* START *

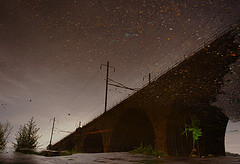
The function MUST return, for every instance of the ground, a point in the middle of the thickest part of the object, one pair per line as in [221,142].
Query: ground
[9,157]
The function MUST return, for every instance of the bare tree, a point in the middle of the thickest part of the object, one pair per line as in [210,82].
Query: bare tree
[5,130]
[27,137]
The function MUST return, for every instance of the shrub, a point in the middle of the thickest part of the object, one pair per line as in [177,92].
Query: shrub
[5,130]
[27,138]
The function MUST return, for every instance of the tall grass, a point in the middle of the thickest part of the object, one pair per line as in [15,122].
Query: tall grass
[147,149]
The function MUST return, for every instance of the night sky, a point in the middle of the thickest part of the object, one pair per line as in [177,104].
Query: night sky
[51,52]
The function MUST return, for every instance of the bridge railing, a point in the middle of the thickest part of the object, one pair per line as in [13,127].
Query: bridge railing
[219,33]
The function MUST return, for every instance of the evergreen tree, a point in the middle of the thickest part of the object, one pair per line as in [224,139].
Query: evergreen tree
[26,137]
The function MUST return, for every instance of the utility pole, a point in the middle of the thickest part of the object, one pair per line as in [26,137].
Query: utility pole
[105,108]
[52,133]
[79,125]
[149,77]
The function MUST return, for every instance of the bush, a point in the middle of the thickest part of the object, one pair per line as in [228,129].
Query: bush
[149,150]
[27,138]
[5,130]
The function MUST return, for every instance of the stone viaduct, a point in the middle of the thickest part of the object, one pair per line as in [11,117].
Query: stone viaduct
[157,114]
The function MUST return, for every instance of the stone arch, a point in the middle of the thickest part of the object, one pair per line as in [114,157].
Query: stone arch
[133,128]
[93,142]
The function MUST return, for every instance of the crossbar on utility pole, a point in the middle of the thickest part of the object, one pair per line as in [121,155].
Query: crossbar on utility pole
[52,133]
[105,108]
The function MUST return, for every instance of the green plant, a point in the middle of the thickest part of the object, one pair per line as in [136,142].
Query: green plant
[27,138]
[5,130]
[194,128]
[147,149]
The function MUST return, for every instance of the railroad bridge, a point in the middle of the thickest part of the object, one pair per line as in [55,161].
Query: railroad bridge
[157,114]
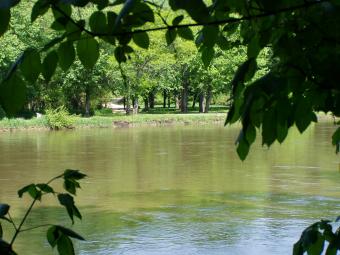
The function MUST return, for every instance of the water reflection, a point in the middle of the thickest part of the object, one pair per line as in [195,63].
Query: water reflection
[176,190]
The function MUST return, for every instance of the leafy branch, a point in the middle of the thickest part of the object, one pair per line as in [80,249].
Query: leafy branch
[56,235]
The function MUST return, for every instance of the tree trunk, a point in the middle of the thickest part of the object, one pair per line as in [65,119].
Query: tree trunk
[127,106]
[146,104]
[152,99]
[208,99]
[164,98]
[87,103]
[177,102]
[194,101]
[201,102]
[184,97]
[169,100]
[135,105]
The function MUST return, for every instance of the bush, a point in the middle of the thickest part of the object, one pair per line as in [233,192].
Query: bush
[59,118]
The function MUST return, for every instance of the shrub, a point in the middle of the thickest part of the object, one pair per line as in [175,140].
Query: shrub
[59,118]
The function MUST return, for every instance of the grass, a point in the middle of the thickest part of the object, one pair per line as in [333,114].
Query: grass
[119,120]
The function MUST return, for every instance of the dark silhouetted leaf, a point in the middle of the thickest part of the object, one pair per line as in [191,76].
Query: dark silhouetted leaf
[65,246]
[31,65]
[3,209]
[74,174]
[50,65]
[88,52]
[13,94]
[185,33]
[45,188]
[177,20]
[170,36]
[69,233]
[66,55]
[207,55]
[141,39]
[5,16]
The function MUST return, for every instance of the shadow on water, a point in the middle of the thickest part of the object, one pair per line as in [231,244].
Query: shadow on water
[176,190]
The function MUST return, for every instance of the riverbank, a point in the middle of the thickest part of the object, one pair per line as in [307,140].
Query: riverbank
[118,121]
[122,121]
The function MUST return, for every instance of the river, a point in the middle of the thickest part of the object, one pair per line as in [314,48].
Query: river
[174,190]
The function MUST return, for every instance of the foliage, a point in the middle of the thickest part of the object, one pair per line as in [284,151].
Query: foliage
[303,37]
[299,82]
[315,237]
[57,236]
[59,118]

* END *
* START *

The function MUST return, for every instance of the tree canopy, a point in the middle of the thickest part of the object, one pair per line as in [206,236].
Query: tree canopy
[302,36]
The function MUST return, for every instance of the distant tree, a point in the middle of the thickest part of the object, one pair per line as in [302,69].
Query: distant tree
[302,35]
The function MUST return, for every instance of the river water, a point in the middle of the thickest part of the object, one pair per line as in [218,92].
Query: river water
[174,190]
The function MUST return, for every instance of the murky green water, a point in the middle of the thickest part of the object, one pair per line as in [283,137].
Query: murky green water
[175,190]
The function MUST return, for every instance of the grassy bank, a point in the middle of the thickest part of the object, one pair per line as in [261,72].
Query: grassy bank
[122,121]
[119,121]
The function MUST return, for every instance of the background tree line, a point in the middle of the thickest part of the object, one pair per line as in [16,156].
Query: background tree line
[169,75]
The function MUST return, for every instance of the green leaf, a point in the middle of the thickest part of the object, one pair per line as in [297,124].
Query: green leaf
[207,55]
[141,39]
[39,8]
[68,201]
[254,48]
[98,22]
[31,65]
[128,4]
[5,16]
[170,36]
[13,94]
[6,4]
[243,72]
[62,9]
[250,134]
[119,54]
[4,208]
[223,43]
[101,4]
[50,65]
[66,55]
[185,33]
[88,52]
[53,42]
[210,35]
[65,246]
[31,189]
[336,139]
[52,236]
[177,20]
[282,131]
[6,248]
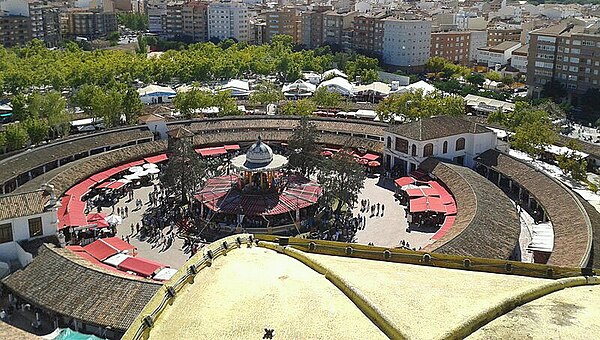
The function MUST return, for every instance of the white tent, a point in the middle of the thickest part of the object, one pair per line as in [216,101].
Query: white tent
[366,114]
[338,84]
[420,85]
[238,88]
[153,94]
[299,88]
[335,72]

* END *
* START *

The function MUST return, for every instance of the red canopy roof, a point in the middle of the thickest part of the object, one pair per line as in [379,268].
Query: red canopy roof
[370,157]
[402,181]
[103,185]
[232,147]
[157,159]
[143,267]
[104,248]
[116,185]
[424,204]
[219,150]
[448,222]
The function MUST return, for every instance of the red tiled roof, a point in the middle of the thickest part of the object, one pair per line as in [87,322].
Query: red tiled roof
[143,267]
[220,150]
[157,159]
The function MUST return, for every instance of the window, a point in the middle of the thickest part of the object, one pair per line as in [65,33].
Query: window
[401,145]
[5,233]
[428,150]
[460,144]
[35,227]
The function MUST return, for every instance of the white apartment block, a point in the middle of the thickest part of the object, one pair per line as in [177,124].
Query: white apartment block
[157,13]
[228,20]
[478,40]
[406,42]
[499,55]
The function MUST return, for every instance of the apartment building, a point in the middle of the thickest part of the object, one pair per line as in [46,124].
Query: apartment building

* END *

DIRECTIVE -
Work out how many lines in the records contain the string "canopy", with case counting, and reply with that number alone.

PROBLEM SOLUTION -
4